[WHAT YOU ARE ASKED TO DO]
Once the pictures are set aside, reproduce the entries below exactly.
────
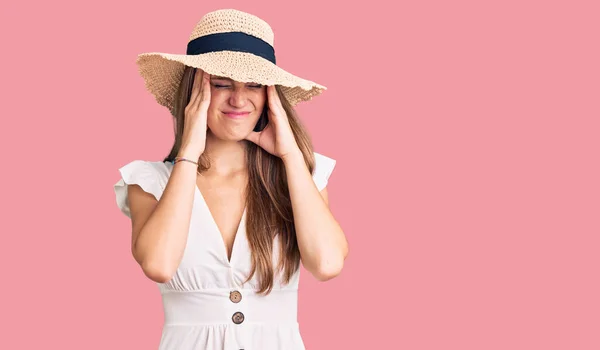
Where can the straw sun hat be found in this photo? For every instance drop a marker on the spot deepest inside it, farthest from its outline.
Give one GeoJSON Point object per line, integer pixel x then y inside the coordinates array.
{"type": "Point", "coordinates": [228, 43]}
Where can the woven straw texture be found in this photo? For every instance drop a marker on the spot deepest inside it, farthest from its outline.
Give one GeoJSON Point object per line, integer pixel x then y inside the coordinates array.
{"type": "Point", "coordinates": [162, 72]}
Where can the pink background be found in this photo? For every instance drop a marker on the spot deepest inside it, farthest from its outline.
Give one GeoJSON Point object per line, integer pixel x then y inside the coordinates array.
{"type": "Point", "coordinates": [466, 135]}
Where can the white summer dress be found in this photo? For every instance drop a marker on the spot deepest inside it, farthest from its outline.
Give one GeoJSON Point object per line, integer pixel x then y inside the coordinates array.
{"type": "Point", "coordinates": [205, 304]}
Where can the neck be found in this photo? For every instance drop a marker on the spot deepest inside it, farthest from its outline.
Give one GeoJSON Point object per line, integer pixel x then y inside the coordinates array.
{"type": "Point", "coordinates": [226, 157]}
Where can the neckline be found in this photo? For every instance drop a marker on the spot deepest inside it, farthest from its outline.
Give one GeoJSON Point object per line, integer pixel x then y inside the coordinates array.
{"type": "Point", "coordinates": [198, 194]}
{"type": "Point", "coordinates": [228, 260]}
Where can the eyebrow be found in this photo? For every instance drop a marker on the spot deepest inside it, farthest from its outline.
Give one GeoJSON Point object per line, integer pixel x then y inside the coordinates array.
{"type": "Point", "coordinates": [221, 78]}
────
[TASK RESPONSE]
Where can the straw sun hat be found in this photo? For every instance drop a marker on the spot deepest inside it, farthest from its outline.
Give one GeoJSON Point object per line, integer pixel x then y inside the coordinates array.
{"type": "Point", "coordinates": [228, 43]}
Where can the woven straw texture be found in this photo? For every instance drop a marker on the spot deepest inside it, farthest from its outline.
Give one GeoJSON Point object per line, integer pixel x then y inside the coordinates array.
{"type": "Point", "coordinates": [162, 72]}
Where can the pink background be found in this photo? For every instance drop a marker on the spot deepest inside it, farthest from its outline.
Give one GeoJSON Point object per line, integer pixel x then y inside the coordinates array.
{"type": "Point", "coordinates": [466, 135]}
Where can the white summer dress be found in this photo? For every instance drop a marker on the spot deepest inside it, farthest from its outline.
Give one GeoJSON Point object per line, integer pixel x then y inside the coordinates array.
{"type": "Point", "coordinates": [205, 304]}
Where can the neck be found in this photo? For every instance drop a marker on the spot deepest inside it, farthest from its outline.
Give one GeoJSON Point object per line, integer pixel x then y inside the coordinates array.
{"type": "Point", "coordinates": [226, 157]}
Where can the neckline be found in this photo? For every instance drop a marker on the spot deepest inside it, farthest from its outline.
Give one GeoJSON Point object per line, integer pixel x then y inside the coordinates array.
{"type": "Point", "coordinates": [198, 194]}
{"type": "Point", "coordinates": [228, 260]}
Where can the eyebrow be found in this photo? For every instance drop a marker on the spot deepest inside it, farthest from its outline.
Give one GeoJSON Point object per line, integer pixel x then y inside the coordinates array.
{"type": "Point", "coordinates": [221, 78]}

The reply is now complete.